__EXTRAIT__.
J’ai alors proposé la création d’un groupe de travail, associant tous les syndicats d’Orange, pour étudier divers scénarios. La relance d’une gestion centralisée, nécessitant des embauches et des investissements conséquents, a été jugée irréaliste. De même, la vente pure et simple a été jugée comme un gâchis d’un beau patrimoine encore doté d’un beau potentiel. Le scénario médian de la délégation de gestion à une entreprise du secteur du tourisme social a finalement retenu notre préférence. La société Rêves de Mer, basée dans le Finistère, s’est déclarée intéressée et nous avons recommandé aux deux C.S.E.E. désormais copropriétaires (une n-ième réorganisation avait en effet scindé IMTW entre TGI et OINIS) de négocier une délégation de gestion avec elle.
Malgré des prises de position scandaleuses de certains élus, qui m’ont forcé à abandonner le projet en cours de route, l’affaire a fini par être conclue. Un bail de court terme a été signé. Rêves de Mer demandait à la place un bail plus long, lui garantissant un retour sur investissement s’il fallait construire des équipements supplémentaires (ex : salle de restaurant). Les C.S.E.E. se sont alors donné le temps nécessaire pour éventuellement en venir à cette solution après quelques années d’observation.
Et voilà, aujourd’hui nous y sommes. Le bail arrive à échéance. Quel bilan en tirent les C.S.E.E. ? AUCUN ! Ont-ils gagné de l’argent ? Oui, en percevant un loyer annuel et un pourcentage du chiffre d’affaire (un peu plus de 8000 euros en 2024 pour Innov, contre moins de 3000 euros de participation aux séjours des salariés), mais pas assez pour financer des travaux d’entretien ou d’embellissement. Combien de salariés ont pu en profiter ? Pas assez (seulement 13 en 2024 à Innov, contre 20 en 2023), du fait d’une publicité quasi-inexistante et d’une absence d’ouverture aux autres C.S.E.E. d’Orange. Comment se sont passées les relations avec le gestionnaire ? Excellemment, à ce qu’on en sait.
La conclusion logique de ce temps d’observation et de ce bilan positif (mais peut mieux faire) et encourageant devrait être de confirmer la confiance dans Rêves de mer et d’accepter de contracter un bail long pour leur permettre d’investir et de donner à la résidence Simone Michel-Lévy de vraies chances de développement, garantissant ainsi des revenus supplémentaires aux C.S.E.E. mandataires pour financer les futurs travaux d’entretien, tout en y conservant un droit d’accès privilégié pour les salariés d’Orange.

Entrées du jeu de données:
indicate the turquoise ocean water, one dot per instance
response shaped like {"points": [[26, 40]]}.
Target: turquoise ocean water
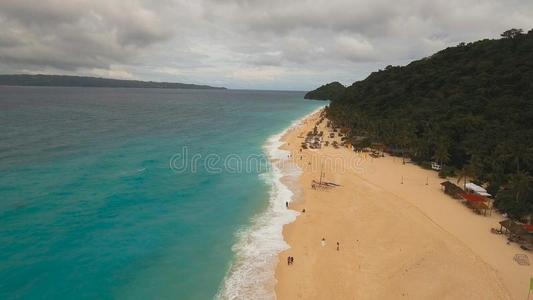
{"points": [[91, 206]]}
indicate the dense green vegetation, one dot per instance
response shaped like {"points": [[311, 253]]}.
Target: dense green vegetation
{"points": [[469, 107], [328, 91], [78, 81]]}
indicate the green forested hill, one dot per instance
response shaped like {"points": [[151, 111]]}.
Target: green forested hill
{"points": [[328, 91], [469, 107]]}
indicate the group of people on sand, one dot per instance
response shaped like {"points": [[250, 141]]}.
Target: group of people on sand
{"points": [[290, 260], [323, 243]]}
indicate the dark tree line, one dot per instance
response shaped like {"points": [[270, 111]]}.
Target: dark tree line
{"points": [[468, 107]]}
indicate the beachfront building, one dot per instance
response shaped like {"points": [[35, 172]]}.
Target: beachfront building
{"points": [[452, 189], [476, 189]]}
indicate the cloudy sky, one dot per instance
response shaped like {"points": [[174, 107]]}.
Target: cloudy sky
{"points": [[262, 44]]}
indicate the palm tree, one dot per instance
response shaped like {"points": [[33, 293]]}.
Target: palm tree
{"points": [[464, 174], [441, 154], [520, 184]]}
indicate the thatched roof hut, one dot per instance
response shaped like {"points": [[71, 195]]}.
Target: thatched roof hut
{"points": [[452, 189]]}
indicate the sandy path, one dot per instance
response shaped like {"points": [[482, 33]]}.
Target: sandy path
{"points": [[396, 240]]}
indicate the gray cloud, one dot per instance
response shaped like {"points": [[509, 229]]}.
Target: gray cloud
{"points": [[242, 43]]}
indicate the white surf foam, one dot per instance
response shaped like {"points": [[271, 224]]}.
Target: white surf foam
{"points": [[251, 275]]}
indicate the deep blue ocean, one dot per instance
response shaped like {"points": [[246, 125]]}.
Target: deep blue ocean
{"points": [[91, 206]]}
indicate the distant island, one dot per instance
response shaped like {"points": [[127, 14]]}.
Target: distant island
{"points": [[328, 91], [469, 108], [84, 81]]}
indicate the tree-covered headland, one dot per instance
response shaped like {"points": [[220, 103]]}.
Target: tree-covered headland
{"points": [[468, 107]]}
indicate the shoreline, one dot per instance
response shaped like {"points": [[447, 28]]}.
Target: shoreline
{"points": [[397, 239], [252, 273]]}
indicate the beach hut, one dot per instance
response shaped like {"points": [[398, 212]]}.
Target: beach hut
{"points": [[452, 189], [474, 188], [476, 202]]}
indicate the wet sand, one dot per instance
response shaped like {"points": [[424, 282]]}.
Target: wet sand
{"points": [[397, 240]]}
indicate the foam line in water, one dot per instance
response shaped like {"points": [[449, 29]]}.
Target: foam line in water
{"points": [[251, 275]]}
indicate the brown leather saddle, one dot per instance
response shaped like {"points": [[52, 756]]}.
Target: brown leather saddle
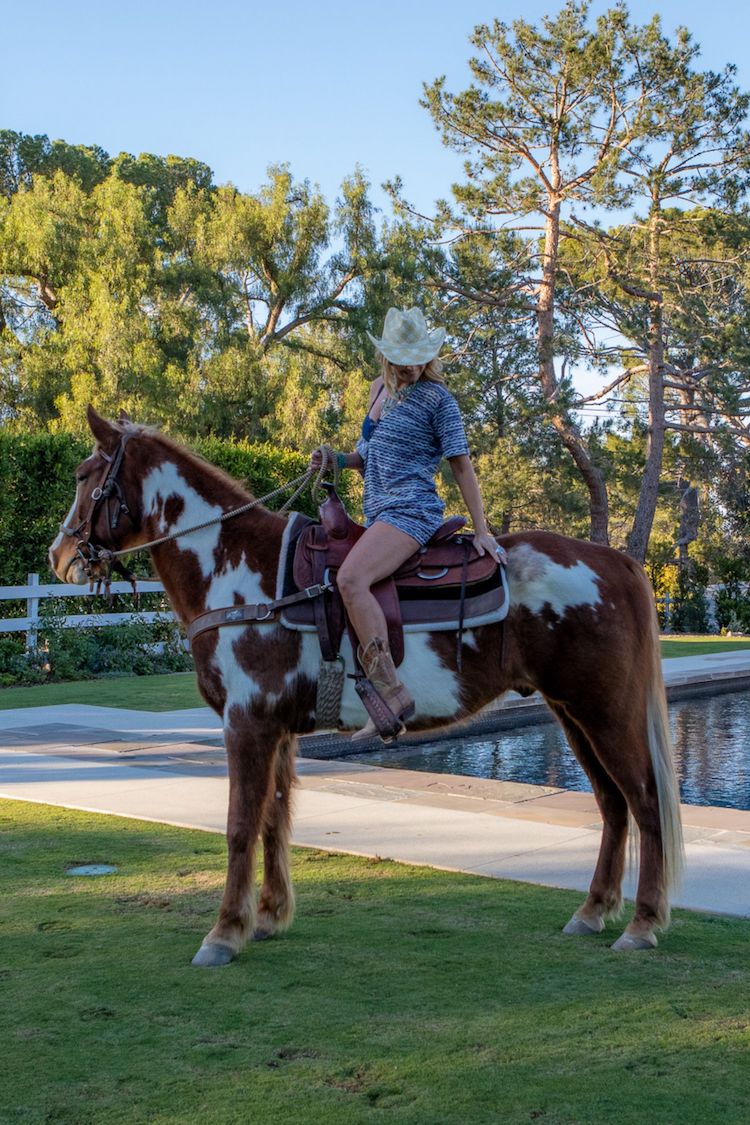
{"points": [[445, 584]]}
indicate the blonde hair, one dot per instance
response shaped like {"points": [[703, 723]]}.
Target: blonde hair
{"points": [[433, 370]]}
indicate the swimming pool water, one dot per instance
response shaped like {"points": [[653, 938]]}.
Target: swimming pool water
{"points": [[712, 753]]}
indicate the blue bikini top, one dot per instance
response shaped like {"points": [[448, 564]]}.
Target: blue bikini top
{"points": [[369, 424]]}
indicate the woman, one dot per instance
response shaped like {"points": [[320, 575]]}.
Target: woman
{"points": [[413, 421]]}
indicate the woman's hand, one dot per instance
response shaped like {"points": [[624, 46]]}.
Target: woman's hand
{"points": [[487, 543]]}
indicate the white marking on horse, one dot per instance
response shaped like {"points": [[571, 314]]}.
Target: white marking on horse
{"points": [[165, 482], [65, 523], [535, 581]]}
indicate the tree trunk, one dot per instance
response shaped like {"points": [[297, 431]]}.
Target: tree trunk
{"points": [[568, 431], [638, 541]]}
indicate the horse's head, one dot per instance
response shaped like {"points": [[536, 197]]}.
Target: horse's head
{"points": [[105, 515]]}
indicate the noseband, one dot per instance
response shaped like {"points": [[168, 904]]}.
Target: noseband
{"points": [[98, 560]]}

* * *

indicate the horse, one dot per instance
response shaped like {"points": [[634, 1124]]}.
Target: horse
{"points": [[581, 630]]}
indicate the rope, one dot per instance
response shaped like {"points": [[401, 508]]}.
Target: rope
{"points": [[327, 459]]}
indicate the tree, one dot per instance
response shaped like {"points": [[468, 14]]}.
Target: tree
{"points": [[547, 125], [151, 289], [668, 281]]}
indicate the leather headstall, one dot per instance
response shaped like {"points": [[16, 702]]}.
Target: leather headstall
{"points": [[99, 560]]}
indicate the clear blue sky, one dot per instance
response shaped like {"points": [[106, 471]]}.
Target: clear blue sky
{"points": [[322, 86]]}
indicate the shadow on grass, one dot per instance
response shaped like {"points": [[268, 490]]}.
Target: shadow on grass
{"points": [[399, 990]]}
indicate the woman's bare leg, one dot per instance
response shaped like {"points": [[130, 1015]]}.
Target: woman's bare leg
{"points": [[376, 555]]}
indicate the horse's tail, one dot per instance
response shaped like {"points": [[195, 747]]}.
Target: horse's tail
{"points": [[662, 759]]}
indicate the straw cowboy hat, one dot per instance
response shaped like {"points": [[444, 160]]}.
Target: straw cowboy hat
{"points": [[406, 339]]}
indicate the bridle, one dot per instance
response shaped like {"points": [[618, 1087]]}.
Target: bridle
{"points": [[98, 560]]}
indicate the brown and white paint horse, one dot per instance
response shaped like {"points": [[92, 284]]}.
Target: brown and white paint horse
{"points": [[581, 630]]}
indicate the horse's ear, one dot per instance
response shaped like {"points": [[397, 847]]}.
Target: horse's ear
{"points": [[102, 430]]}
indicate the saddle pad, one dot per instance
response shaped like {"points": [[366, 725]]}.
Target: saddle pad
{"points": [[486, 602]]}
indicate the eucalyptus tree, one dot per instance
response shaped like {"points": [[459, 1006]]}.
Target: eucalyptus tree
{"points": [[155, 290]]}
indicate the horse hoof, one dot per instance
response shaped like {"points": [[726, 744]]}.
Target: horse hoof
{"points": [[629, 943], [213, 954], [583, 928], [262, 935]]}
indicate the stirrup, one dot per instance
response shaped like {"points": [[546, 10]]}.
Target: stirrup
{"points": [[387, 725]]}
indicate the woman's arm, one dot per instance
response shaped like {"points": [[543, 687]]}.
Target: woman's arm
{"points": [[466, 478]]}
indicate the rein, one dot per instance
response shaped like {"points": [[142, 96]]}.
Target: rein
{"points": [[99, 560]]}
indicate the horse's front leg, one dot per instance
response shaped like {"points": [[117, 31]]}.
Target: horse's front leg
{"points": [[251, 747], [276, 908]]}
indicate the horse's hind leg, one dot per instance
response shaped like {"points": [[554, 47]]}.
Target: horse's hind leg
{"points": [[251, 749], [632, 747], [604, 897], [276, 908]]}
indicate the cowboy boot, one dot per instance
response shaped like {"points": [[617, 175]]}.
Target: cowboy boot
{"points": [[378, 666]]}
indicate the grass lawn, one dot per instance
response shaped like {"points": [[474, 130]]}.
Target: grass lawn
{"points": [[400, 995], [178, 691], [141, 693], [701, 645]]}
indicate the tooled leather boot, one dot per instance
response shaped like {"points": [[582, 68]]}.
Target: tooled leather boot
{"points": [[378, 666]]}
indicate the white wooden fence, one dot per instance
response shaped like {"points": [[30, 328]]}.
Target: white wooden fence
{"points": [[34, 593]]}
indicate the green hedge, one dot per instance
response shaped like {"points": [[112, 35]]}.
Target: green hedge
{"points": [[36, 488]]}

---

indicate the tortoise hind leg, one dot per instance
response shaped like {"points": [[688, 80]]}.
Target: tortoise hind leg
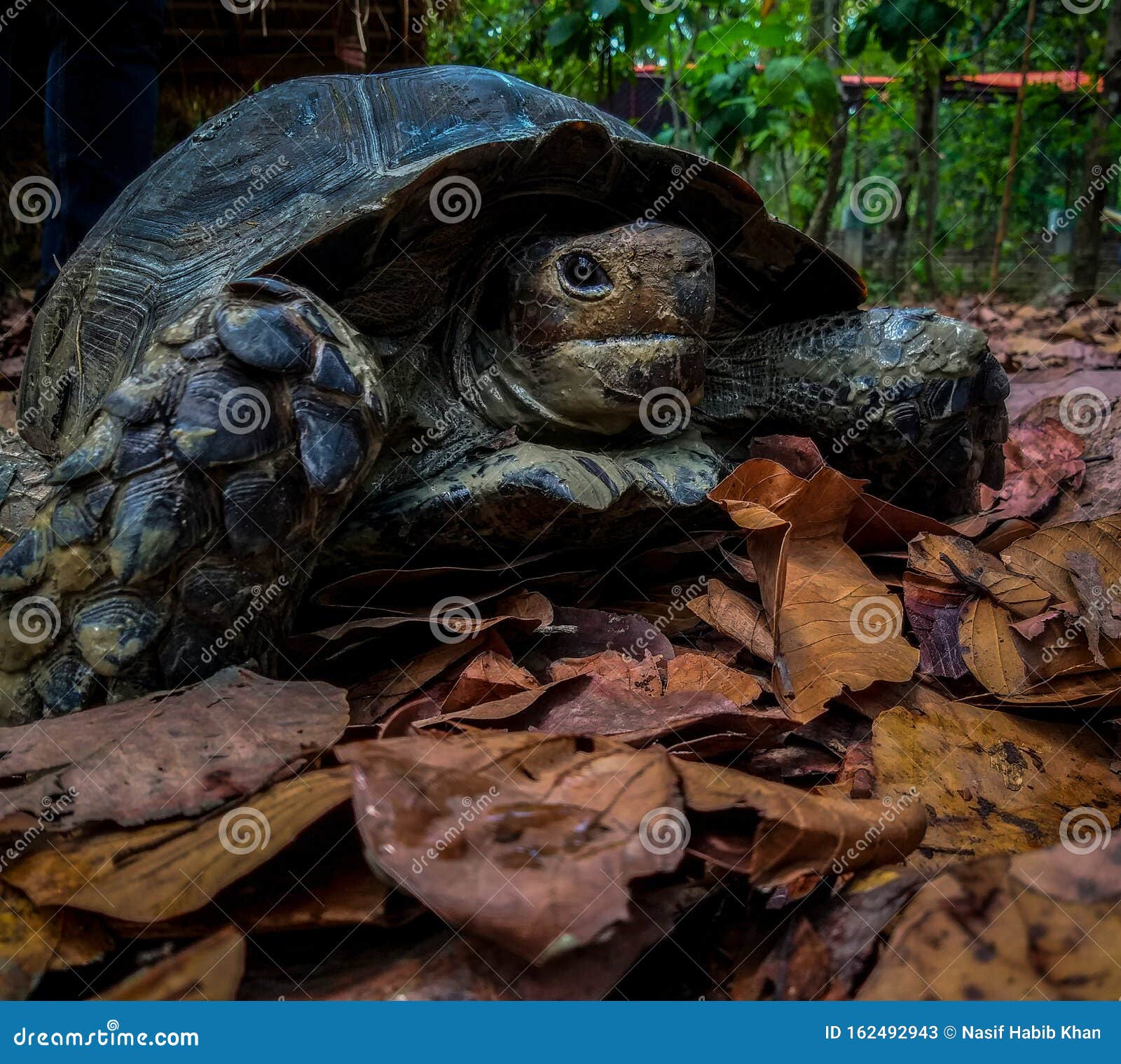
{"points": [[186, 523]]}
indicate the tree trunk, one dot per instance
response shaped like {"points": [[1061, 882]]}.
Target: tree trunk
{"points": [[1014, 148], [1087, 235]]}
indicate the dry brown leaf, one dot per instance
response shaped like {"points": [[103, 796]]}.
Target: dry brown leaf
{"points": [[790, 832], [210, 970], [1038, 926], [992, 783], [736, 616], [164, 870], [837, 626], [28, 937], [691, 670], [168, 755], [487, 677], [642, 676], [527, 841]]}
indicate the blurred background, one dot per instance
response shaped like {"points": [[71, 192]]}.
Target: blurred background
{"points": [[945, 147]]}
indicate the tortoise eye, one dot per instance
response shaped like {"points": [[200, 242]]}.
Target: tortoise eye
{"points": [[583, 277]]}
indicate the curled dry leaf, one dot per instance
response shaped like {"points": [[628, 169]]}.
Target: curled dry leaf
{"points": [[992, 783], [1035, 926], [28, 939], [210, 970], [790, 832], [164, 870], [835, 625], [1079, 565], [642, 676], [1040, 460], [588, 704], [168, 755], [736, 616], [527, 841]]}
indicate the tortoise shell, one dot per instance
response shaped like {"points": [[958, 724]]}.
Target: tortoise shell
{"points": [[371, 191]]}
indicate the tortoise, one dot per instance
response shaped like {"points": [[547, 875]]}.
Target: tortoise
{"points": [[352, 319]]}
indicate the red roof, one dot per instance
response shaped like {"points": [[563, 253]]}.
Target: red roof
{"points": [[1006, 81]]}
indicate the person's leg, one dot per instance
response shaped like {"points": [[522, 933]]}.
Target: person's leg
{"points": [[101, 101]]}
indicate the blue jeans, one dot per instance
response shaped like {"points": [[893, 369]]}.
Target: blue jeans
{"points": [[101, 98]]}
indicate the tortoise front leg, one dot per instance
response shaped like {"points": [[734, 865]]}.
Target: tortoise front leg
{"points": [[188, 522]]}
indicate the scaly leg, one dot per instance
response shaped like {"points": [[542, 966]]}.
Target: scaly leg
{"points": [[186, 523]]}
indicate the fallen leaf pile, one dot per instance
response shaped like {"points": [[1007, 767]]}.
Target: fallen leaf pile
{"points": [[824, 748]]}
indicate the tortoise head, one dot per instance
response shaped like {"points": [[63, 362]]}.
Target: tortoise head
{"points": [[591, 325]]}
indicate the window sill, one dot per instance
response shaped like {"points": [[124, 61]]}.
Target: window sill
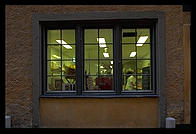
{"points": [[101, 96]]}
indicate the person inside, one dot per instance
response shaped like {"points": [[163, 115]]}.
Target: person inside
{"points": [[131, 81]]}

__À COMPLÉTER__.
• a. Selon l'extrait sur la résidence Simone Michel-Lévy, combien de salariés d'Innov en ont profité en 2024 ?
• b. Poursuivez l'extrait sur la résidence Simone Michel-Lévy à la suite de sa dernière phrase.

__RÉPONSES FOURNIES__.
• a. Seulement 13 salariés, contre 20 en 2023.

• b.
Mais la conservation et le développement du patrimoine ne font pas partie du logiciel de ces messieurs-dames. Un petit comité autour du bureau du C.S.E.E. Innovation a finalement décidé de proposer aux élus de ne pas renouveler le bail et de se lancer dans une cession pure en simple. Les yeux sans doute exorbités et les bouches certainement bavant devant le pactole potentiellement à leur disposition, une majorité a bien entendu suivi. Pour convaincre tout ce petit monde en ajoutant un bâton à la carotte, une étude a été menée par un cabinet d’expertise afin de montrer combien cela coûterait de se lancer dans des travaux de maintenance. Comme vu plus haut, ce serait à partager avec Rêves de Mer en cas de bail à long terme. Mais ça, on s’est bien gardé de le préciser. Appât du gain + conviction qu’on est en train de perdre de l’argent = accord assuré des élus.
Sud, attaché depuis toujours à des valeurs de solidarité et de gestion sur le long terme, a bien entendu voté contre. Mais que voulez-vous, face aux armadas de syndicalistes-gestionnaires de fonds de placements et à leurs arguments sonnants et trébuchants à courte vue, nous ne pesons pas lourd.
Conséquences de cette belle décision :
- C’en est fini pour les salariés de notre périmètre pour pouvoir aller en vacances avec l’aide du C.S.E.E. à la mer à Trébeurden. A la place, on ira dans un camping privé et on se fera rembourser en chèques cadeaux.
- Finie aussi la possibilité (négociée avec Rêves de Mer mais jamais mise en œuvre en réalité) de dédier un petit nombre de logements pour des collègues de Lannion en difficulté passagère (divorce, incendie, etc.), comme le permettait la gestion antérieure.
- Notre C.S.E.E. va gagner un beau pactole, qui va faire des heureux. Il faut s’attendre à une belle distribution de cadeaux juste avant la prochaine élection C.S.E.E. pour nous inciter à bien voter. Gageons que dans 3-4 ans, il ne restera plus rien de l’argent gagné dans cette opération.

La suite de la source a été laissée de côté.